--- 本文抜粋 ---

説明

合わせガラス半製品の検査装置及び検査方法

【課題】 本発明は、予備圧着処理を経た合わせガラス半製品に圧着不良があるか否かを効率的に検出することに寄与することができる検査装置の提供を目的とする。
【解決手段】 複数枚のガラス板間に不透明な中間膜を介在させた合わせガラス半製品を検査する検査装置において、本圧着処理前の予備圧着処理を経た合わせガラス半製品の全体領域を含む画像を用いて、予備圧着処理後の合わせガラス半製品の曇度を検査することを特徴とする。

【発明の詳細な説明】
【技術分野】
【0001】
本発明は、複数枚のガラス板間に不透明な中間膜を介在させた合わせガラス半製品の予備圧着処理後の曇度を検査する検査装置及び検査方法に関する。

---

取り組む作業:
• A. 本文のうち、「合わせガラス半製品の検査装置及び検査方法」から「を検査することを特徴とする。」までのすべてを一字一句そのまま書き写せ。
• B. 本文によると、検査の対象となる合わせガラス半製品では、複数枚のガラス板の間に何が介在しているか。
この後に続く行は、本文とは別の資料である。

--- データ抜粋 ---

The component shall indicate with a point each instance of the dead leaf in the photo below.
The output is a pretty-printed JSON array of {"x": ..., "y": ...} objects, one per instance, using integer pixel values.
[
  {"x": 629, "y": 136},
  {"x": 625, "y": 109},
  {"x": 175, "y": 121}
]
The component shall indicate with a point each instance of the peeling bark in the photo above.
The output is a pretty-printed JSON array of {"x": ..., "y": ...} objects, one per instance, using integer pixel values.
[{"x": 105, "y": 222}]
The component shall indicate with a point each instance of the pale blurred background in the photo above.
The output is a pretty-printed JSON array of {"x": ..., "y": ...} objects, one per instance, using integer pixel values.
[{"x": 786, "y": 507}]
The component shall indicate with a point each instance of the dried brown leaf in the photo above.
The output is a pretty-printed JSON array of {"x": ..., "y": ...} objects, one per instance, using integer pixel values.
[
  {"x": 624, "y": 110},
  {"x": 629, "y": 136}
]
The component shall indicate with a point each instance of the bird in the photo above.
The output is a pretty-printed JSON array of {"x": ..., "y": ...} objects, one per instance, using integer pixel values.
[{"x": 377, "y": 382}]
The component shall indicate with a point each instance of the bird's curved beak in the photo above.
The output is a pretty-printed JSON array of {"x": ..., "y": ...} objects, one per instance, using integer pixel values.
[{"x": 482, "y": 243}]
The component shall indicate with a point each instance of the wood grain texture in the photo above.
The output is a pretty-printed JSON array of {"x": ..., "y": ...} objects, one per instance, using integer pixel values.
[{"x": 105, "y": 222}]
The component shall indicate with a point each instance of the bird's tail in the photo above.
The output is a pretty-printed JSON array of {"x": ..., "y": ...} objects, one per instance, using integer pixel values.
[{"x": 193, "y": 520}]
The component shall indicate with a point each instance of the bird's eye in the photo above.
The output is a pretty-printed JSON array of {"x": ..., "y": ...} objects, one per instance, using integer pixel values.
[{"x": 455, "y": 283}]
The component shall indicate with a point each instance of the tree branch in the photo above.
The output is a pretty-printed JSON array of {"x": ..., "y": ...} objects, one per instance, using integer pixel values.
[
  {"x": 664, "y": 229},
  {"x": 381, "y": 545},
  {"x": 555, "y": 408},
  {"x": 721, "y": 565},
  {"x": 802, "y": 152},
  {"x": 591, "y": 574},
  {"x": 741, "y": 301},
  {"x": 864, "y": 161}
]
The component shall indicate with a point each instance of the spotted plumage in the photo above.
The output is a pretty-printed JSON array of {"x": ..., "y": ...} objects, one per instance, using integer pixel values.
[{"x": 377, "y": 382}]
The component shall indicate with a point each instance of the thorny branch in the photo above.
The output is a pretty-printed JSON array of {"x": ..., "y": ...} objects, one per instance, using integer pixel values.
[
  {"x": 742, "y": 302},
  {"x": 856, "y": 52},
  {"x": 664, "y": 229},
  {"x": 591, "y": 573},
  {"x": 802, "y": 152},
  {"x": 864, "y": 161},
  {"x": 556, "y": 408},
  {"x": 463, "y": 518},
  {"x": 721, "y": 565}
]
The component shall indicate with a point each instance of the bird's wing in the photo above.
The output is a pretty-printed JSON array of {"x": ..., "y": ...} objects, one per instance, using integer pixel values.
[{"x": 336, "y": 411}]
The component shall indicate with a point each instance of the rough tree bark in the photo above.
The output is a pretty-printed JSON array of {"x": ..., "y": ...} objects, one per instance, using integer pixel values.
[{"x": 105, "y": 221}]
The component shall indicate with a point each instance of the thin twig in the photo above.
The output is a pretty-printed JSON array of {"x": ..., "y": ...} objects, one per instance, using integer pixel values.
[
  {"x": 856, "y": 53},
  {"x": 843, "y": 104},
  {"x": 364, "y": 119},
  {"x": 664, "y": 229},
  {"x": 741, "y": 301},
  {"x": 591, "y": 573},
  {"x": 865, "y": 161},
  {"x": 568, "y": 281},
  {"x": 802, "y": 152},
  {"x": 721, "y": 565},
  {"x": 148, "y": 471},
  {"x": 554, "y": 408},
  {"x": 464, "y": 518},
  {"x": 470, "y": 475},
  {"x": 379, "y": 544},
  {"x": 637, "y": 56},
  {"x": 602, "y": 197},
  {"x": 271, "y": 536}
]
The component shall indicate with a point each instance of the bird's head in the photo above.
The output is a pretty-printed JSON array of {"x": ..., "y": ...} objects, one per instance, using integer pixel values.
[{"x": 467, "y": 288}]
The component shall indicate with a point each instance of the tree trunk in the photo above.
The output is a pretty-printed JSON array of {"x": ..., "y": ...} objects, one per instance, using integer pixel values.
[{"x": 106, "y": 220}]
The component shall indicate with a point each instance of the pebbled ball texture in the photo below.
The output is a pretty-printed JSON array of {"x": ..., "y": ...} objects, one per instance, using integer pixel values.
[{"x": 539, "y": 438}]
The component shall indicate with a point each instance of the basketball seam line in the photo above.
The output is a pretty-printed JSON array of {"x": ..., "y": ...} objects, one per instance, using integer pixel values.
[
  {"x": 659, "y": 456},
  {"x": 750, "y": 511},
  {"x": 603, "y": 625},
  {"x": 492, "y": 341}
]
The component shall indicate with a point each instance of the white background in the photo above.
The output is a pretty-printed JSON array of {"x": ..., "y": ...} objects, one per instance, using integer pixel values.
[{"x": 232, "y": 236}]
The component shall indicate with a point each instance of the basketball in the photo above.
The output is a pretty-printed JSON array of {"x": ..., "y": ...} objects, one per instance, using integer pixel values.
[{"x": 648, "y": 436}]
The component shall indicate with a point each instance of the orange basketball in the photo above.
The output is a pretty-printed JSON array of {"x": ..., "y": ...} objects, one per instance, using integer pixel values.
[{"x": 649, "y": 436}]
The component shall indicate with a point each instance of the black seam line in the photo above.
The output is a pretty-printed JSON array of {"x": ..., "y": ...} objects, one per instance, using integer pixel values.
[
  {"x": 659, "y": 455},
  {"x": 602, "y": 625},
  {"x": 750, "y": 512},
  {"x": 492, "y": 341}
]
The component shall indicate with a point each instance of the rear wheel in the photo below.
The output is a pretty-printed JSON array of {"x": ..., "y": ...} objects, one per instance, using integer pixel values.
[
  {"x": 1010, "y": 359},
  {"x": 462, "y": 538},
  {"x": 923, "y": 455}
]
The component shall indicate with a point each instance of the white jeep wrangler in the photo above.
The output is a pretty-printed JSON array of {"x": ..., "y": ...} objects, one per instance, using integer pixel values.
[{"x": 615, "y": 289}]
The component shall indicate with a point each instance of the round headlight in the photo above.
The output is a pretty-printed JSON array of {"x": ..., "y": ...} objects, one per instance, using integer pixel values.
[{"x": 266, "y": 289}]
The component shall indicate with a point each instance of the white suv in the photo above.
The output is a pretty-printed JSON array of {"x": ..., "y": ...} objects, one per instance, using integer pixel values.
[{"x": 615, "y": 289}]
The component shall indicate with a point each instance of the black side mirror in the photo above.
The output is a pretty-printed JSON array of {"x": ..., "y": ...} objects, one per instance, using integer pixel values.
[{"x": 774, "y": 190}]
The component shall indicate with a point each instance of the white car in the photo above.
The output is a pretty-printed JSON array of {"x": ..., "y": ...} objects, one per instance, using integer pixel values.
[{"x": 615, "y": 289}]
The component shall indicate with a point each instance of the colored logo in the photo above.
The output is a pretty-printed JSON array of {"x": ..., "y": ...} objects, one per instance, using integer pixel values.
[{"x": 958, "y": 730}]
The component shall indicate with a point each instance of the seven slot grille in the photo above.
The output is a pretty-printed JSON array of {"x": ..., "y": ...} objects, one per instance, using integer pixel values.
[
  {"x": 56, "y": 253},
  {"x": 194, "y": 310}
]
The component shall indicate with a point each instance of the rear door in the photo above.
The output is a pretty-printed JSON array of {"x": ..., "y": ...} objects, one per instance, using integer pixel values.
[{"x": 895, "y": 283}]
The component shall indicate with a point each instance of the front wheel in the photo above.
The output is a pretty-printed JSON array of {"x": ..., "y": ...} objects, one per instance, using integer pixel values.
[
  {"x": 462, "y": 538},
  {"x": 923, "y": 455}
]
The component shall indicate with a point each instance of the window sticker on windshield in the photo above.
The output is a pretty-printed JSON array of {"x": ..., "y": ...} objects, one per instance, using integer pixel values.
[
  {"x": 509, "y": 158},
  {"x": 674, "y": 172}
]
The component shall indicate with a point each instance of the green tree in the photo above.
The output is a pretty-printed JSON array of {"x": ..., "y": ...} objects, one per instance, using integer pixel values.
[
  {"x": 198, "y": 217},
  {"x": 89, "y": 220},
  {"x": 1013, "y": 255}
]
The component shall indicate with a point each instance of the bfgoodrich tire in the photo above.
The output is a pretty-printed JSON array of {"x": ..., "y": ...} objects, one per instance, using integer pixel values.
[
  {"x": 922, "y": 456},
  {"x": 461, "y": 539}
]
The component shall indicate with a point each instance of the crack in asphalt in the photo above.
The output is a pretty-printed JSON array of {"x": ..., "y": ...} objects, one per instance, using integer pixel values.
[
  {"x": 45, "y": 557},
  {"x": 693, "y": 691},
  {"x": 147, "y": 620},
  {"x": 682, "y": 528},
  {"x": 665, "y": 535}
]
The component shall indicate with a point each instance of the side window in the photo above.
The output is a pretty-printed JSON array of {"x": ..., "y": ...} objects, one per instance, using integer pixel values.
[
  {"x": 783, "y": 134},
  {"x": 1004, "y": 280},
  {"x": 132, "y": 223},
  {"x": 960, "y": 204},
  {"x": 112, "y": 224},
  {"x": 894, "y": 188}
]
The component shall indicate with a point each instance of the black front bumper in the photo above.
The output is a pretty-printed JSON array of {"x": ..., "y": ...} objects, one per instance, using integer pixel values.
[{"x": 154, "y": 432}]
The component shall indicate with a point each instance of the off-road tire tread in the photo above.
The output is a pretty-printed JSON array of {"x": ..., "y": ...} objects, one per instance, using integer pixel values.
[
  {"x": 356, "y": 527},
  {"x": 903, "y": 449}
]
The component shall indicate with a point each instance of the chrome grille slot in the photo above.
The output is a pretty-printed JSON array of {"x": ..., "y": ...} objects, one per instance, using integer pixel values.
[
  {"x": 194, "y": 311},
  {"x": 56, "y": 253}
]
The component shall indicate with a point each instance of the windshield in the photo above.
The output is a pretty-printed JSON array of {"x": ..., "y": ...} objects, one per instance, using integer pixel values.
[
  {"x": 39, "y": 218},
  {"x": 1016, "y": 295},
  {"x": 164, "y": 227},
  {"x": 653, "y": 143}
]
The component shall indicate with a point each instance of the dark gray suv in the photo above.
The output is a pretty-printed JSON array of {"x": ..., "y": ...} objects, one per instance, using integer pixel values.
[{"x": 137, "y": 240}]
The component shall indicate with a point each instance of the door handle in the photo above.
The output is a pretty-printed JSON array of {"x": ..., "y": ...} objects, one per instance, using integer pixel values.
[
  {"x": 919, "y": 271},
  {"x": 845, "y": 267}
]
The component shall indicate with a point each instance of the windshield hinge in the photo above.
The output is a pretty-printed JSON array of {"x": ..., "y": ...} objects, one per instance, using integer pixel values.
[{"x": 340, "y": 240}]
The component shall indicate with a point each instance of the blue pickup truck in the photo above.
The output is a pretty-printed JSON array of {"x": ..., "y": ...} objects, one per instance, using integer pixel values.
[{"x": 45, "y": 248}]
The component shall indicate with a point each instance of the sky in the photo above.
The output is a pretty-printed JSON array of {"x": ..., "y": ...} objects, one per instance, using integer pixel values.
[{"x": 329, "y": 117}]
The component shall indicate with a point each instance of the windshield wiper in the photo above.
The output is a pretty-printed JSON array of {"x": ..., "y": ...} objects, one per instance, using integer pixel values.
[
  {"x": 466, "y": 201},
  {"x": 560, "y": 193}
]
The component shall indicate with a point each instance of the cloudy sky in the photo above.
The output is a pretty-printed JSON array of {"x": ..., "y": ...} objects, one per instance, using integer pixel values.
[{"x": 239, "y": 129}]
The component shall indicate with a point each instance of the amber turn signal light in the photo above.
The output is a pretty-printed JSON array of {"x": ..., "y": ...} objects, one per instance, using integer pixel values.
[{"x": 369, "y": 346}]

---

回答:
• A.
合わせガラス半製品の検査装置及び検査方法

【課題】 本発明は、予備圧着処理を経た合わせガラス半製品に圧着不良があるか否かを効率的に検出することに寄与することができる検査装置の提供を目的とする。
【解決手段】 複数枚のガラス板間に不透明な中間膜を介在させた合わせガラス半製品を検査する検査装置において、本圧着処理前の予備圧着処理を経た合わせガラス半製品の全体領域を含む画像を用いて、予備圧着処理後の合わせガラス半製品の曇度を検査することを特徴とする。

• B. 不透明な中間膜